**Try it:** Set down the passage about the Federal Reserve task forces word for word, from "The Board of" up to and including "employment and productivity.".

The Board of Governors of the Federal Reserve, the body overseeing the implementation of United States monetary policy, has announced the creation of five task forces intended to evaluate and improve the Fed's operations. In a press release, Federal Reserve Chairman Kevin Warsh named the "external advisers" who will lead each task force, ranging from economics professors to AI investors and corporate executives—executives like Xbox CEO Asha Sharma, who will preside over a task force on employment and productivity.
Yes, that Asha Sharma. The Asha Sharma who, just three days ago, announced an Xbox "reset" that will see roughly 3,200 of her employees lose their jobs by the end of the 2027 fiscal year—a reorganization that remaining developers are reportedly convinced will cause irreparable damage to some of the company's most valuable brands.

**Provided material:**
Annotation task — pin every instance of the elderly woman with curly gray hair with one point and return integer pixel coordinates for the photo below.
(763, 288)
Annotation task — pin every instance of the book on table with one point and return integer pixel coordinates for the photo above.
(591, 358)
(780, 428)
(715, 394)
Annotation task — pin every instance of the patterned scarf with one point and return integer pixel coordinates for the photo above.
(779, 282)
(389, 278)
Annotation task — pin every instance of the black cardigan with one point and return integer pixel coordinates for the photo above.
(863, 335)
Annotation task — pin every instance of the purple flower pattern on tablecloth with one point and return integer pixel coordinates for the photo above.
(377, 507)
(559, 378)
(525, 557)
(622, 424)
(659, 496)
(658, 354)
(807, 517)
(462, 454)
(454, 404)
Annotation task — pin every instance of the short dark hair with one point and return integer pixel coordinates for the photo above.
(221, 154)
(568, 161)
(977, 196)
* * *
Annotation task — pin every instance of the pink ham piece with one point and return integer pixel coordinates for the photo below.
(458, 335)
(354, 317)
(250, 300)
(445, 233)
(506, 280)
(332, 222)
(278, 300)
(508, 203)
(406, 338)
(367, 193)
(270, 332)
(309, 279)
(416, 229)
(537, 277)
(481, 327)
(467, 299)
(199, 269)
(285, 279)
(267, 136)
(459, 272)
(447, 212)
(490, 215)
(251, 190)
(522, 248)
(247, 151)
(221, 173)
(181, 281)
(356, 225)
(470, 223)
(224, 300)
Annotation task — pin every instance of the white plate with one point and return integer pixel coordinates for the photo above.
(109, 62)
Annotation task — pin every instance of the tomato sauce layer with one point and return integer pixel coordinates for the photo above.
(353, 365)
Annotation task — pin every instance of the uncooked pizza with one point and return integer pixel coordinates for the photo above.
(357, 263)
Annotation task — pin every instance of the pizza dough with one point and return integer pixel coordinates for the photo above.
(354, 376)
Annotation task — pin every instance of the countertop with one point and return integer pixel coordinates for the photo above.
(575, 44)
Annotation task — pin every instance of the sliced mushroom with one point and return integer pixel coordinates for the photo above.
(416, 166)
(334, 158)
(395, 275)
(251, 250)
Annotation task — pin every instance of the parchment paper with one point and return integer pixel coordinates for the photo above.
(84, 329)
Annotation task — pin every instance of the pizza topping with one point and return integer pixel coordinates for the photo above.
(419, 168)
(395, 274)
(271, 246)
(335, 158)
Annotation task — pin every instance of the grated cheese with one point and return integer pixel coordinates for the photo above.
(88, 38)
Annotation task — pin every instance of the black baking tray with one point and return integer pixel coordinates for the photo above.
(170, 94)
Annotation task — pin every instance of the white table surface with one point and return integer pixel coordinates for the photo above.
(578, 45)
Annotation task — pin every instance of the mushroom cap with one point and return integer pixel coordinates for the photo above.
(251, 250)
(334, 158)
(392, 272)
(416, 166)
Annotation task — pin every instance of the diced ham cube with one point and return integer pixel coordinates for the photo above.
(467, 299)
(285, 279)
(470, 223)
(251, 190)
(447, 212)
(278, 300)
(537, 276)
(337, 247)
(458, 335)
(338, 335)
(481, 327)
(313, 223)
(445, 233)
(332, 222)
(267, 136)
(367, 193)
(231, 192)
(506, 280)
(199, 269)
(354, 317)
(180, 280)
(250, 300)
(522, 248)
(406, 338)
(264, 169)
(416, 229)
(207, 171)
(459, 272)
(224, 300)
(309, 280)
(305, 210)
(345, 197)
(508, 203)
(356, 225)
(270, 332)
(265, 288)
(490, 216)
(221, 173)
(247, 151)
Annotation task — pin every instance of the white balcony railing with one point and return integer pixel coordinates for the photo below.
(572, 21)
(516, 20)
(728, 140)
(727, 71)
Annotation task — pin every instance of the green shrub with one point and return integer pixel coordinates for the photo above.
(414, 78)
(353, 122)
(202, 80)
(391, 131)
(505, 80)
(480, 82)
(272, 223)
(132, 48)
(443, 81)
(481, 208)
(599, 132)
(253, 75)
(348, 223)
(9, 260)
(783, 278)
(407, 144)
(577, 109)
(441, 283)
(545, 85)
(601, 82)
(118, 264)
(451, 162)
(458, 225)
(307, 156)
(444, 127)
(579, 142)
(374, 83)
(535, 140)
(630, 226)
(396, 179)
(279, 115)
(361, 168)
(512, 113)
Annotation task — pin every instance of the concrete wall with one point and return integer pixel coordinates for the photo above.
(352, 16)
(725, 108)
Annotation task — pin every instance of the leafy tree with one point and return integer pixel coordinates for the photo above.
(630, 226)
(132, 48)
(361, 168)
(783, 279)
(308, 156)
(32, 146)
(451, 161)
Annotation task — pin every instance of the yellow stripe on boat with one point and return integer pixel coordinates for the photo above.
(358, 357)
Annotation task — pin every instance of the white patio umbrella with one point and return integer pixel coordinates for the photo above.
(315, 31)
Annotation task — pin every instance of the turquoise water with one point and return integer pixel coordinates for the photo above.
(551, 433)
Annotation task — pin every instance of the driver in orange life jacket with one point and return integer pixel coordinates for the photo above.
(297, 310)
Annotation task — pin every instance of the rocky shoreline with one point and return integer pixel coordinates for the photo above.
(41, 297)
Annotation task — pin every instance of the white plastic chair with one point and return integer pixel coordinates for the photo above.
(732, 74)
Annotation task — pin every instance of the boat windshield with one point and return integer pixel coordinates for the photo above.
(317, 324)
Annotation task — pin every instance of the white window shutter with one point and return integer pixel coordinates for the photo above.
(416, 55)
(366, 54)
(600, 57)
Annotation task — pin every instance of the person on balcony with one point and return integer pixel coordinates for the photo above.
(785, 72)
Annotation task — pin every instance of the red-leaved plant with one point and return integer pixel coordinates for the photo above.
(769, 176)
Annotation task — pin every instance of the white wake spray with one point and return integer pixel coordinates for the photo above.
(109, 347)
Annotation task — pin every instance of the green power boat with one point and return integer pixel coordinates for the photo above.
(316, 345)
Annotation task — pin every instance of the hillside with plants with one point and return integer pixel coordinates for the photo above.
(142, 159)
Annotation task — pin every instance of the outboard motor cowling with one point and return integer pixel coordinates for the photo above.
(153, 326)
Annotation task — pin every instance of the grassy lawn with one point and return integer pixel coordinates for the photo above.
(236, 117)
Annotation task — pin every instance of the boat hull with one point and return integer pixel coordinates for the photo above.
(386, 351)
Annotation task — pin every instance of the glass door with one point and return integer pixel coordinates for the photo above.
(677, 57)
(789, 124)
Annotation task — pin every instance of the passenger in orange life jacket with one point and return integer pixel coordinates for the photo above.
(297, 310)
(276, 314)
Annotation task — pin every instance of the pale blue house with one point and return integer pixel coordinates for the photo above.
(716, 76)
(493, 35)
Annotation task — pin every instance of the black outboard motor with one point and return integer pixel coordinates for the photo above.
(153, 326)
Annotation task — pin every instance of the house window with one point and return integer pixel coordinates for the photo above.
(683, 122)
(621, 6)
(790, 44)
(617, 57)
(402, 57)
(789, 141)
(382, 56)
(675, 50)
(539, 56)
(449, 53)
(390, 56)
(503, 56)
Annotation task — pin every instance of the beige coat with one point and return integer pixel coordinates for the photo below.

**Completed task:**
The Board of Governors of the Federal Reserve, the body overseeing the implementation of United States monetary policy, has announced the creation of five task forces intended to evaluate and improve the Fed's operations. In a press release, Federal Reserve Chairman Kevin Warsh named the "external advisers" who will lead each task force, ranging from economics professors to AI investors and corporate executives—executives like Xbox CEO Asha Sharma, who will preside over a task force on employment and productivity.